> [Prompt A]: Copy out the stretch of the abstract below from "Extract seizure frequency" through "treated with cenobamate.", keeping every word unchanged.
> [Prompt B]:
Answer these questions using the abstract below:
(i) Which company is listed as affiliation 1?
(ii) Patients treated with which drug are the focus of the objective?
(iii) Who annotated and reviewed the clinical notes used to train the model?

Scalable Extraction of Seizure Frequency Information from Clinical Notes Using the Truveta Language Model
Sean Stern1, Clarence Wade1, Mehraveh Salehi2, Sarah Gilson2, Sumati Ramsinghani2, Sadra Naddaf Shargh2, Saman Zarandioon2, Megan Lipps-Choi2, Esther Kim2, Sally Omidvar2, Louis Ferrari1
1SK Life Science, Inc., 2Truveta, Inc
Objective:

Extract seizure frequency information at scale from clinical notes in order to examine longitudinal outcomes of patients with epilepsy being treated with cenobamate.

Background:
Extracting clinical observations such as seizure frequency information from Electronic Medical Records (EMRs) is extremely challenging yet critical to scaling the way we use real-world data to research outcomes in patients with epilepsy. The Truveta Language Model (TLM) is a specialized mixture of large language models designed to extract structured information from unstructured clinical notes. Clinical concepts and their interrelations within clinical notes are also identified
Design/Methods:
The TLM was trained on data from Truveta’s clinical notes provided by a subset of the 31+ US health systems, which were annotated and reviewed by internal clinical experts. To avoid bias and ensure a comprehensive view, we considered clinical notes from all provider types. The model was evaluated by clinical experts using an independent sample of clinical notes from a different set of patients.

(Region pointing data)
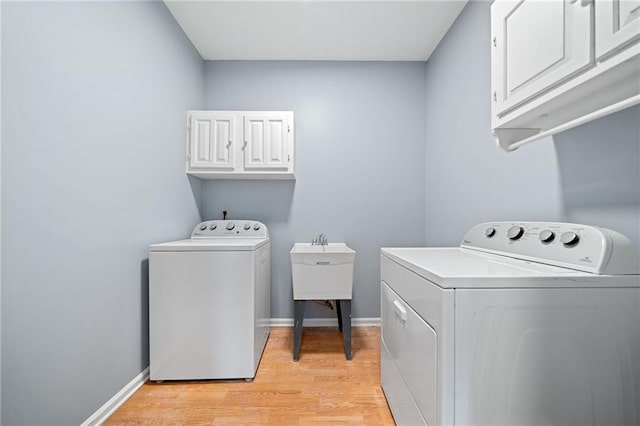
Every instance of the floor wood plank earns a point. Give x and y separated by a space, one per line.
321 389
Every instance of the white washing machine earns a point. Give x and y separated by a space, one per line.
209 302
523 324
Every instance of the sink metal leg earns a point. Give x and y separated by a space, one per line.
345 310
297 329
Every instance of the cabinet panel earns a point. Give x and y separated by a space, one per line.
211 139
240 145
617 25
537 45
266 142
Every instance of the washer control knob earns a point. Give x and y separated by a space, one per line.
547 236
570 238
515 232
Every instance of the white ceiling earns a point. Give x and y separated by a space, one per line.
340 30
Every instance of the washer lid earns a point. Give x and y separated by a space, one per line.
465 268
211 244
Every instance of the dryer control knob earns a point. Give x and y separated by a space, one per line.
515 232
570 238
547 236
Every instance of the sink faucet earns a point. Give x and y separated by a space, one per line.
320 240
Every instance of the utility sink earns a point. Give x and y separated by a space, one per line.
322 271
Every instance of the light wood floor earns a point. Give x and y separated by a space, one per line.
321 389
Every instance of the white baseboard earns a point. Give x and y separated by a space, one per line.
104 412
325 322
118 399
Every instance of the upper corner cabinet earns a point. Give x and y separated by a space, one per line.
561 63
240 144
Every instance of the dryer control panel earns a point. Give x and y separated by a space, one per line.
581 247
230 229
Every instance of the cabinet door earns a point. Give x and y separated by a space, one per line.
266 141
211 139
536 46
617 25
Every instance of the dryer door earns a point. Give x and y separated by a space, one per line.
555 356
412 346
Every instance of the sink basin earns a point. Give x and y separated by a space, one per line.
322 271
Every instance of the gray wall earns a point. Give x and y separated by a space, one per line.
359 163
588 174
94 99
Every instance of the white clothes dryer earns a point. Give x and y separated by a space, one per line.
524 324
209 302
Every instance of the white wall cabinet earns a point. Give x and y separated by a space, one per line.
558 64
618 24
240 144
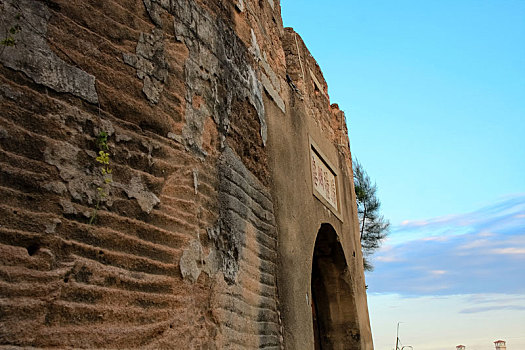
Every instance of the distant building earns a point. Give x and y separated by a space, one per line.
500 345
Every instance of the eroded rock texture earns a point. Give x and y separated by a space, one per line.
138 189
171 241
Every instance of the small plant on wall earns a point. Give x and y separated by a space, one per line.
10 33
103 163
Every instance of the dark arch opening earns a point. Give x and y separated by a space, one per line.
334 311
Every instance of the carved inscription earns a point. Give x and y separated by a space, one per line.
323 180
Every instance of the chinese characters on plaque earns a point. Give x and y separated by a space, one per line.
324 180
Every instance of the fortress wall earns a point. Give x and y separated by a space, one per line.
184 241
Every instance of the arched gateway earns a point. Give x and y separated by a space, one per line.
334 313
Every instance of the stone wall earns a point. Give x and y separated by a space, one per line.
141 183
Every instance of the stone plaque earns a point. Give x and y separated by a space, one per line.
324 180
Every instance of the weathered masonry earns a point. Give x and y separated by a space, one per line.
172 175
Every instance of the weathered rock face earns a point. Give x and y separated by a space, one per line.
155 179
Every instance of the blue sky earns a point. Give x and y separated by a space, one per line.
434 95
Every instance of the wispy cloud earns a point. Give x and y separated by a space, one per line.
477 252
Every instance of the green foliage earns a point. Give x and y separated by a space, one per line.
373 226
10 34
105 172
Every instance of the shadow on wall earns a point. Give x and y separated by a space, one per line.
334 310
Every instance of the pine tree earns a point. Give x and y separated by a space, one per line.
373 226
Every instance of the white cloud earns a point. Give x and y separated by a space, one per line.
509 251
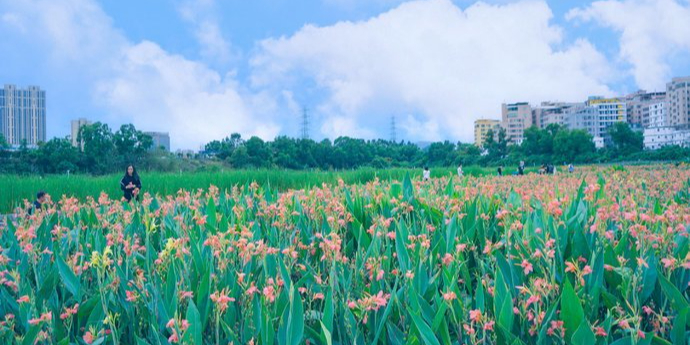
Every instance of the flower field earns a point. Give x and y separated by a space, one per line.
597 257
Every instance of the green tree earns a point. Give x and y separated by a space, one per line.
441 154
259 154
240 158
131 145
57 156
99 149
625 140
570 146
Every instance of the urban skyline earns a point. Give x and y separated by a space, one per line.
641 109
353 63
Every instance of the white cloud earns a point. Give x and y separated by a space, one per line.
651 31
201 14
435 59
140 82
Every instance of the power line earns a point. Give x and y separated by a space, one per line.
393 130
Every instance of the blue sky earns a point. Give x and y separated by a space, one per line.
202 69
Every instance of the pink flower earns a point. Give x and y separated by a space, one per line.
475 315
526 266
600 332
251 290
570 267
88 337
586 270
449 296
668 263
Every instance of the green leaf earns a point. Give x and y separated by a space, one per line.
649 278
328 310
571 310
295 321
68 277
30 336
408 188
401 248
424 330
48 286
503 305
194 319
583 335
211 220
677 300
326 334
679 326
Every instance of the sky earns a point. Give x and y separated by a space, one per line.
203 69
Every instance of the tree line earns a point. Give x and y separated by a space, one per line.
105 151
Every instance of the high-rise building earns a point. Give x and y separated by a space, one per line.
658 137
609 111
516 118
657 116
76 126
23 115
552 113
583 117
637 106
481 127
160 139
678 102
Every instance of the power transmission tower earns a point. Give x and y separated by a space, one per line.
393 130
305 123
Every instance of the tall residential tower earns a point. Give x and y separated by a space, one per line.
23 115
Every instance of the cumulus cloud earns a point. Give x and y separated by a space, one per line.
140 82
201 14
651 32
433 58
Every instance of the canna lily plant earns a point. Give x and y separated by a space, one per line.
598 257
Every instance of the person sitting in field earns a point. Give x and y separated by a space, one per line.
130 183
38 203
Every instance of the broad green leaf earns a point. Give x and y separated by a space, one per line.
295 321
571 310
679 327
68 277
675 297
424 330
583 335
194 319
326 334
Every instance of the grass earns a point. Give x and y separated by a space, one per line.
14 189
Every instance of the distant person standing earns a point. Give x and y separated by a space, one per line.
130 183
38 203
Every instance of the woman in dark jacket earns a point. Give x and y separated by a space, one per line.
130 183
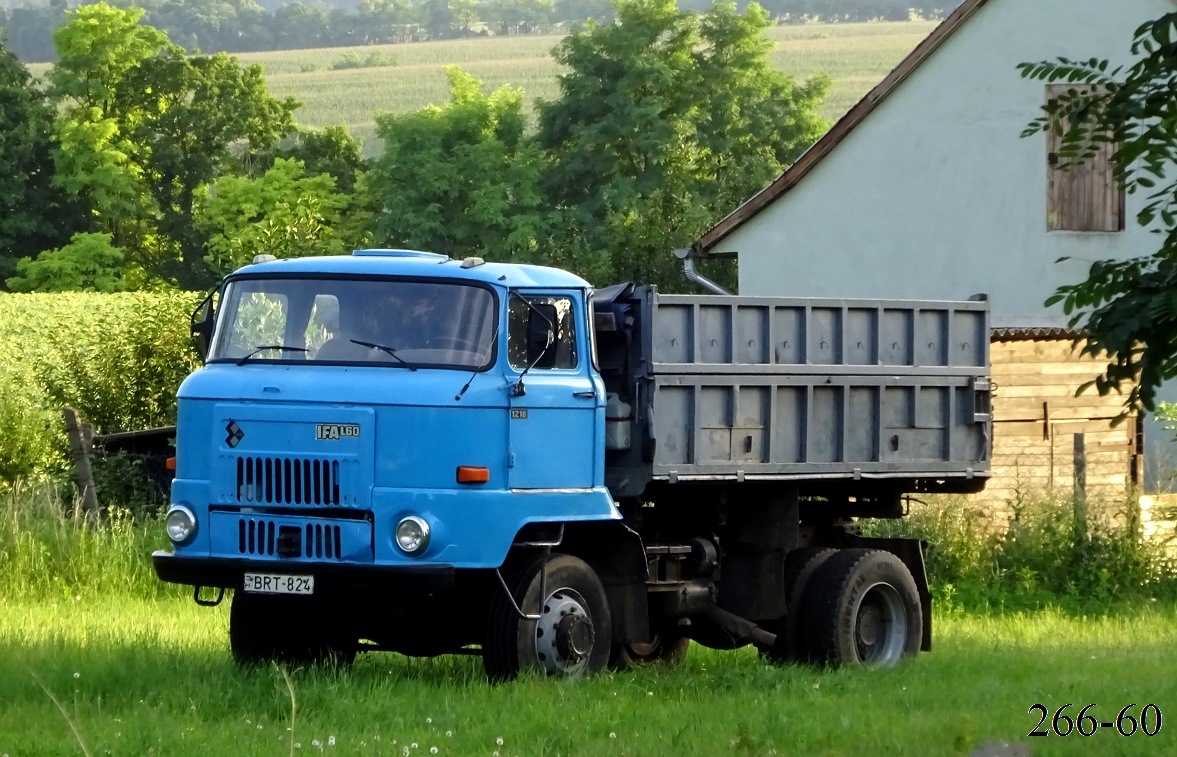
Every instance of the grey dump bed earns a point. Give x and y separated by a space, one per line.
745 389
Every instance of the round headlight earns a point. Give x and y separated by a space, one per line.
412 535
180 524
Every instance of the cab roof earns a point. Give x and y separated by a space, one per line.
413 263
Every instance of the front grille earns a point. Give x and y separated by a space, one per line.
259 536
323 542
287 480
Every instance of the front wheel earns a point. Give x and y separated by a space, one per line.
572 635
860 606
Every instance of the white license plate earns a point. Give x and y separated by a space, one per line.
278 584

> [Final answer A]:
Extract seizure frequency information at scale from clinical notes in order to examine longitudinal outcomes of patients with epilepsy being treated with cenobamate.

> [Final answer B]:
(i) SK Life Science, Inc.
(ii) Cenobamate
(iii) Internal clinical experts